Find "Target: the kente patterned wrapper" in the records that follow; print that line and each subsequent line through the last one, verbatim and with nothing added.
————
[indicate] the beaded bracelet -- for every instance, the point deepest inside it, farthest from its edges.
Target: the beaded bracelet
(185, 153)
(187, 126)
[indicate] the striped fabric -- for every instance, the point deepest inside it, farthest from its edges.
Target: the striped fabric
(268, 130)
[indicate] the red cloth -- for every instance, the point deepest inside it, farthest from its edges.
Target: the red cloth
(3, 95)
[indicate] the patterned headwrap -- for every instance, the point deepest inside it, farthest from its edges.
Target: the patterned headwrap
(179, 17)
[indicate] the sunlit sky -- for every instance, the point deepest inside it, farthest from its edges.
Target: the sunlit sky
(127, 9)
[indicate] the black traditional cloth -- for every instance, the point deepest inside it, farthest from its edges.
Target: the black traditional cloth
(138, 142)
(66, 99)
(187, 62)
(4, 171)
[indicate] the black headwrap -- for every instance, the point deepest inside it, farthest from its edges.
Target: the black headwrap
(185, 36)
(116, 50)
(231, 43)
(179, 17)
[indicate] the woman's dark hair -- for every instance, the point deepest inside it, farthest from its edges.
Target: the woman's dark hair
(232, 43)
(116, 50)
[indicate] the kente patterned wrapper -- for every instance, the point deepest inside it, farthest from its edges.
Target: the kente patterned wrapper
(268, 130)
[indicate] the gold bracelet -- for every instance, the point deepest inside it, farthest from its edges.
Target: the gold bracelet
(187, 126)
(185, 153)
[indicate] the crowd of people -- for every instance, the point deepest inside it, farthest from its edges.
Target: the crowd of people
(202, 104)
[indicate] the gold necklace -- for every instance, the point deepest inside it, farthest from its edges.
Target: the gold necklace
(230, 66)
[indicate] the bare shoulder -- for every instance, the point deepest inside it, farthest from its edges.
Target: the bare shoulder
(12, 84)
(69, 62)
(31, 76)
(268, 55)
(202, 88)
————
OUTPUT
Target: the kente patterned wrapper
(268, 130)
[indicate] the gold bracelet -- for every instance, the point deepest inside it, farthest from its edges.
Target: the gold bracelet
(187, 126)
(185, 153)
[indicate] the crowd of people -- for every instance, the point deepest inside it, farthest from its edges.
Target: the crowd of people
(202, 104)
[indicate] the gold necklace -- for every instance, the point deepest inside it, farthest from its edges.
Target: the gold necklace
(230, 66)
[indicate] the bare shoulder -- for every instance, the point deepest inside it, farthest from its edges.
Target: the bare shoulder
(12, 84)
(69, 62)
(31, 76)
(268, 55)
(202, 88)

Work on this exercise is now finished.